(Dataset Opens)
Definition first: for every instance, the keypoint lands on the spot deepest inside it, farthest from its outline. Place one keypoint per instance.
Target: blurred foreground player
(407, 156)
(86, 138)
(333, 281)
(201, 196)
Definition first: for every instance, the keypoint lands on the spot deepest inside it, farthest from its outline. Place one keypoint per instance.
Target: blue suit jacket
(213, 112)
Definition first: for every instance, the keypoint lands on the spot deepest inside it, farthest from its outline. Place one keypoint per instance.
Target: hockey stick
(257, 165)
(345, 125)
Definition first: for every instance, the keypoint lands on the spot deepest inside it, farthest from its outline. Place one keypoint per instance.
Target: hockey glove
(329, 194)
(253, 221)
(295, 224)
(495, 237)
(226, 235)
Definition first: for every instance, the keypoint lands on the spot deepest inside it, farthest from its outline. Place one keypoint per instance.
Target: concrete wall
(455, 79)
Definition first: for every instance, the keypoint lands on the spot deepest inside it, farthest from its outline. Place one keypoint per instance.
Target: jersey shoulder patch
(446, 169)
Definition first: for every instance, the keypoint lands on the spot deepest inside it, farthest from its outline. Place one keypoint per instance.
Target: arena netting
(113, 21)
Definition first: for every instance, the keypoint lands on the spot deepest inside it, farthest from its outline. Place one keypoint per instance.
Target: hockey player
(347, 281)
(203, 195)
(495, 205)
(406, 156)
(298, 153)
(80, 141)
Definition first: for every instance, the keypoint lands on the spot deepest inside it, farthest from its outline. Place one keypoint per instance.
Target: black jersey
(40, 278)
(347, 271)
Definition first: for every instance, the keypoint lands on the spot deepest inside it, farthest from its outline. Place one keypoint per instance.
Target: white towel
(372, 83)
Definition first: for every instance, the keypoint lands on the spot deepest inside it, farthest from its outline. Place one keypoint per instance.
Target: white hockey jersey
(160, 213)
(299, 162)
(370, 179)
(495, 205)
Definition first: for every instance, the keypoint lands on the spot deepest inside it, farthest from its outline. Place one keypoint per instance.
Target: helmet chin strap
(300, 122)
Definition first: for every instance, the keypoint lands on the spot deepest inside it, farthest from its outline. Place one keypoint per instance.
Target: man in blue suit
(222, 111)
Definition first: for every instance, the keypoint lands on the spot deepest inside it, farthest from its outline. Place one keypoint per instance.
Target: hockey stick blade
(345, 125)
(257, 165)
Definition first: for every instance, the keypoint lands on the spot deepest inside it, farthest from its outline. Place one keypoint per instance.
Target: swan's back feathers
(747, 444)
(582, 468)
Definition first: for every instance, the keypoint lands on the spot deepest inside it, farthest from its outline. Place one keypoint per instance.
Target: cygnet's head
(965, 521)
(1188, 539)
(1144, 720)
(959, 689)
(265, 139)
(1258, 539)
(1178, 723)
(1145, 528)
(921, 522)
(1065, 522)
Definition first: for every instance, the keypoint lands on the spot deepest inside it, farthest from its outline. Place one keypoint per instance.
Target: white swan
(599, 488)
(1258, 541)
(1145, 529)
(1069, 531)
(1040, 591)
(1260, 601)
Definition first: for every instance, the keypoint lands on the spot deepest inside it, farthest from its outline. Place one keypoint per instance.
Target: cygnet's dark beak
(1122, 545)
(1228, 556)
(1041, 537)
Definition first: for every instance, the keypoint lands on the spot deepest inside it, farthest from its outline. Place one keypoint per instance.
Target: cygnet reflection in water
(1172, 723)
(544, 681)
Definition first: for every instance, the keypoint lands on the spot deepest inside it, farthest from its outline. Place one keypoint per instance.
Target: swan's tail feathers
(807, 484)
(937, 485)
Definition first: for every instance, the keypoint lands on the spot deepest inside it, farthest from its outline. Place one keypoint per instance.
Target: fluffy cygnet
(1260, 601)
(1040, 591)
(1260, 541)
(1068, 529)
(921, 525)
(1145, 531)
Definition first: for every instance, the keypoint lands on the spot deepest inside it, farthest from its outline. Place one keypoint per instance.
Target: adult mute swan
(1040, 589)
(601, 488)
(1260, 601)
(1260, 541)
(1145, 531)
(Dataset Closes)
## What is required:
Nothing should be dropped. Retype each line above as it is.

## Exercise response:
Definition first: for every instance, the keypoint lands on the spot deepest inside it, farthest from its outline. Place one keypoint per instance.
Target: blurred foreground player
(407, 156)
(86, 138)
(333, 281)
(201, 196)
Definition first: for every instance, the keypoint lands on the spot deepest inside it, farthest from its outline. Place one keypoint per instance.
Target: blue suit jacket
(213, 112)
Definition first: for every instance, the keypoint lands on the spot deepest inside it, farthest from its outline. Place one keypoint per instance.
Target: hockey stick
(257, 165)
(345, 125)
Definition first: for every instance, the keypoint lands on the spot deepest inside it, farthest from its outline. Place one keypoint per instance.
Target: hockey glove
(329, 194)
(253, 221)
(295, 224)
(495, 237)
(226, 235)
Definition first: for every instance, the keypoint lands on the spot deepest inside it, farthest from its outline. Place one keypoint per instance.
Target: concrete wall
(455, 79)
Definition first: for every instance, the keypoint lands on the spot deepest inside it, farthest from its outline. Place one keypoint per instance.
Target: jersey shoulder patch
(446, 169)
Definition first: for every instance, the keypoint lands on the spot deepest inside it, farthest from its outline. Place one keypoint per instance.
Target: arena netting
(113, 21)
Definition first: for every instance, the keypoint lands on the spot deepest inside it, farthest from its outline. Place one keypoint per instance.
Target: hockey player
(347, 281)
(203, 195)
(495, 205)
(406, 156)
(298, 153)
(80, 141)
Definition first: for every instance, the keypoint lands on the spot deepest inside it, farthest from its outline. Place one keypoint per instance.
Target: black jersey
(40, 278)
(347, 271)
Definition first: for every instance, the keypoint lands on the spot deepest inside it, farthest from its outline. Place one keypoint per instance.
Target: white towel
(372, 83)
Definition first: for every instance, the keypoint lands on the spot deepest inside it, farthest from its outline. Place one keypoint per instance.
Target: white hockey jersey
(160, 213)
(299, 162)
(370, 179)
(495, 205)
Definition first: for every instance, the keypoint lands on the spot deepest inside it, farthest from its outline. Place one keypoint per instance.
Target: helmet chin strap
(300, 122)
Definition first: for every instance, the keypoint lands on the spot deepest inside it, farthest from its outline. Place one keypoint per instance.
Target: man in blue suit
(222, 111)
Definition first: for every instance, the keypoint lands on the spot deepest inside it, farthest from its outline. Place one keypoint per instance.
Target: hockey stick blade
(345, 125)
(257, 165)
Definition first: for every instance, the keypoint lands on the spot deepest inside it, farthest from its outline. Place one keypoint per instance.
Target: swan's back feathers
(747, 444)
(582, 468)
Definition first: for every instance, the keypoint lands on the spot deepest inside it, farthest from its outline. Place one keypoint per instance.
Target: cygnet's head
(965, 521)
(1188, 539)
(1144, 720)
(959, 689)
(265, 139)
(1258, 539)
(1178, 723)
(1145, 528)
(921, 522)
(1065, 522)
Definition first: for every instance, the keypoint lands on the spot deepest inside it, farthest from its outline. Place one keypoint per instance.
Target: white swan
(599, 488)
(1258, 541)
(1145, 529)
(1069, 531)
(1040, 591)
(1260, 601)
Definition first: for every instance, the keypoint lands on the spot deepest inside it, farthest from its outline. Place one keypoint per instance.
Target: cygnet's dark beak
(1122, 545)
(1228, 556)
(1041, 537)
Definition first: for every instance, the keypoint lands on the spot deepest inside it, farthest from its outline. Place one keypoint per instance.
Target: cygnet reflection in water
(1172, 723)
(544, 681)
Definition first: for every instance, the keypoint lands on the spot deepest inside it, farthest from its outline. Place one keypoint per instance.
Target: swan's tail feathers
(807, 484)
(937, 485)
Definition first: for every instance, the keypoint lands on the spot deepest inside it, farthest from its outline. Place one keypoint per instance.
Target: fluffy cygnet
(1260, 601)
(1040, 591)
(1260, 541)
(1068, 529)
(921, 525)
(1145, 531)
Definition first: for every instance, the keypoint lands on the spot deepest inside it, farthest from its outline. Place one keypoint per instance.
Target: adult mute swan
(1040, 589)
(601, 488)
(1260, 601)
(1260, 541)
(1145, 531)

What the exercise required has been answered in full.